__GOAL OF THE EXERCISE__
Copy only this range: the line with "Provide the mask of every instance of the **man's eye**" through the final line of the material, inclusive at both ends.
· · · · · · ·
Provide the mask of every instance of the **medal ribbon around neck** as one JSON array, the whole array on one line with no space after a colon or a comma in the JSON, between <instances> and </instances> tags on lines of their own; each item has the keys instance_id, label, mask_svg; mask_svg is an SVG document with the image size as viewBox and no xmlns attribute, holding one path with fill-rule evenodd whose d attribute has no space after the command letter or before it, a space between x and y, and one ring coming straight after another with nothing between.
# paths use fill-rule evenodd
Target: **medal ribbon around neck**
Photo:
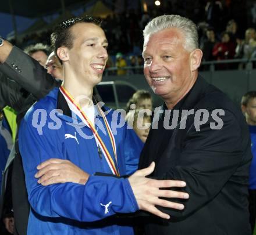
<instances>
[{"instance_id":1,"label":"medal ribbon around neck","mask_svg":"<svg viewBox=\"0 0 256 235\"><path fill-rule=\"evenodd\" d=\"M119 176L119 172L118 171L118 169L116 169L115 162L113 162L113 159L111 157L111 156L110 155L109 152L108 150L108 149L106 148L106 146L104 144L104 142L101 139L101 137L98 135L97 130L95 129L91 122L89 120L89 119L87 118L84 112L82 110L80 105L74 100L72 96L69 93L69 92L67 90L66 90L66 89L63 86L61 86L59 88L59 90L61 91L63 95L65 96L66 98L67 98L67 99L72 103L72 104L74 106L74 107L81 114L81 115L82 115L84 119L83 121L87 126L90 127L91 130L93 131L96 142L99 145L99 147L103 153L103 155L104 156L105 158L106 159L106 161L108 162L108 164L110 169L111 169L111 171L114 175L116 175ZM98 104L97 106L98 106L98 109L99 110L101 115L103 117L103 120L104 120L104 122L106 125L106 129L108 131L108 133L111 142L111 144L113 148L113 152L115 154L115 158L116 160L116 162L117 165L118 157L116 154L116 142L115 140L115 138L113 133L111 131L111 129L110 128L108 121L106 120L106 116L105 115L104 113L103 113L103 111L101 110L101 107L99 106Z\"/></svg>"}]
</instances>

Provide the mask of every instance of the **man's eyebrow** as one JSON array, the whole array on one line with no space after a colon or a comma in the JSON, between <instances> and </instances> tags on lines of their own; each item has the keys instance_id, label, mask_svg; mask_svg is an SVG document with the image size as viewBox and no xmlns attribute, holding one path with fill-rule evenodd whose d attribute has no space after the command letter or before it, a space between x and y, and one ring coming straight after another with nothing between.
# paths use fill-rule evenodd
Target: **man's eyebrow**
<instances>
[{"instance_id":1,"label":"man's eyebrow","mask_svg":"<svg viewBox=\"0 0 256 235\"><path fill-rule=\"evenodd\" d=\"M148 56L148 55L147 53L147 52L143 52L141 55L142 55L142 57L144 57L146 56Z\"/></svg>"}]
</instances>

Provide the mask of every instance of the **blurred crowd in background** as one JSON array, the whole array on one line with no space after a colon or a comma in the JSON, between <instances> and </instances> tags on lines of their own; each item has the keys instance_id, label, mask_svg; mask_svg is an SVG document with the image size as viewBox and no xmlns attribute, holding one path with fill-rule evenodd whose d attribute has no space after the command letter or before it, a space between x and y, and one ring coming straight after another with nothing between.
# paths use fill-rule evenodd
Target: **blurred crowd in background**
<instances>
[{"instance_id":1,"label":"blurred crowd in background","mask_svg":"<svg viewBox=\"0 0 256 235\"><path fill-rule=\"evenodd\" d=\"M104 1L103 1L104 2ZM112 1L113 2L113 1ZM140 70L122 70L126 66L142 66L141 57L143 37L142 30L152 18L163 14L177 14L192 19L198 26L200 47L204 52L203 61L256 58L256 2L253 0L165 1L161 6L147 5L146 11L129 9L125 1L120 12L115 10L115 4L102 15L102 28L109 41L109 59L107 68L116 67L118 75L140 73ZM102 5L107 7L101 2ZM86 12L84 14L86 13ZM64 18L74 15L70 12L61 15L48 27L40 27L35 32L26 31L12 42L24 48L41 42L49 45L52 27ZM37 23L43 24L42 19ZM42 28L45 28L42 30ZM243 68L244 64L219 64L218 69ZM202 66L202 69L207 68Z\"/></svg>"}]
</instances>

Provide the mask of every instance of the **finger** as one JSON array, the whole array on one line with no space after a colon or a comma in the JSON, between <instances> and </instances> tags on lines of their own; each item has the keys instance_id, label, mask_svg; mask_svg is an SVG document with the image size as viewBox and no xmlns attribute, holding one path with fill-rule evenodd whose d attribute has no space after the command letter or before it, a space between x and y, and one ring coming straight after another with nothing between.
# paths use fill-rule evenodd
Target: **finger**
<instances>
[{"instance_id":1,"label":"finger","mask_svg":"<svg viewBox=\"0 0 256 235\"><path fill-rule=\"evenodd\" d=\"M175 198L188 199L189 194L187 193L167 190L159 190L155 195L157 197L168 197Z\"/></svg>"},{"instance_id":2,"label":"finger","mask_svg":"<svg viewBox=\"0 0 256 235\"><path fill-rule=\"evenodd\" d=\"M54 183L63 183L63 179L58 176L54 176L51 178L49 178L45 181L44 181L41 184L44 186L47 186L48 185L53 185Z\"/></svg>"},{"instance_id":3,"label":"finger","mask_svg":"<svg viewBox=\"0 0 256 235\"><path fill-rule=\"evenodd\" d=\"M157 216L161 217L161 218L166 219L170 219L170 216L169 215L162 212L152 205L146 205L145 208L143 209L148 211L149 212L152 213L152 214L155 215Z\"/></svg>"},{"instance_id":4,"label":"finger","mask_svg":"<svg viewBox=\"0 0 256 235\"><path fill-rule=\"evenodd\" d=\"M152 203L154 205L160 205L163 207L176 209L179 210L183 209L184 208L184 205L181 204L180 203L173 203L172 201L169 201L163 199L158 198L157 200L154 200L154 201L152 202Z\"/></svg>"},{"instance_id":5,"label":"finger","mask_svg":"<svg viewBox=\"0 0 256 235\"><path fill-rule=\"evenodd\" d=\"M146 176L147 175L150 175L154 171L154 169L155 162L152 161L148 167L137 171L135 174L140 176Z\"/></svg>"},{"instance_id":6,"label":"finger","mask_svg":"<svg viewBox=\"0 0 256 235\"><path fill-rule=\"evenodd\" d=\"M46 174L49 171L58 170L60 169L60 164L51 164L49 165L44 167L38 171L35 175L36 178L40 178L42 175Z\"/></svg>"},{"instance_id":7,"label":"finger","mask_svg":"<svg viewBox=\"0 0 256 235\"><path fill-rule=\"evenodd\" d=\"M172 180L157 180L149 179L151 185L157 187L185 187L186 184L184 181ZM151 185L152 184L152 185Z\"/></svg>"},{"instance_id":8,"label":"finger","mask_svg":"<svg viewBox=\"0 0 256 235\"><path fill-rule=\"evenodd\" d=\"M59 158L50 158L48 160L44 161L42 162L41 162L37 167L37 168L38 169L40 169L43 168L44 167L48 165L49 164L51 164L52 163L56 164L61 164L62 163L63 163L66 162L66 160L64 160L63 159L59 159Z\"/></svg>"},{"instance_id":9,"label":"finger","mask_svg":"<svg viewBox=\"0 0 256 235\"><path fill-rule=\"evenodd\" d=\"M37 180L37 183L42 183L44 182L47 180L48 179L54 177L54 176L58 176L60 175L59 171L49 171L47 173L44 175L42 177L40 178Z\"/></svg>"}]
</instances>

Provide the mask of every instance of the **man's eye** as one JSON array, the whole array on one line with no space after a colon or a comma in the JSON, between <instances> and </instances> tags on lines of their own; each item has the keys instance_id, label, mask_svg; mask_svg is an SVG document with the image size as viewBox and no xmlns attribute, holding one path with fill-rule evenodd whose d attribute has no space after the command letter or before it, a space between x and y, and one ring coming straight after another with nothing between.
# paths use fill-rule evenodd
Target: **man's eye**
· · · · · · ·
__REPLY__
Provide the mask of every instance of the **man's eye** as one JSON array, the whole array on one line with no space after a colon or a comma in the JSON, between <instances> and </instances> tags on lines of their own; each item has the keys instance_id, label, mask_svg; mask_svg is an SVG document with the image size as viewBox and no xmlns attribute, holding one path with fill-rule evenodd whose d attribute has no space after the command letter or before it, a space between x and y, and one ring coming straight after another with nothing between.
# paths use fill-rule evenodd
Target: **man's eye**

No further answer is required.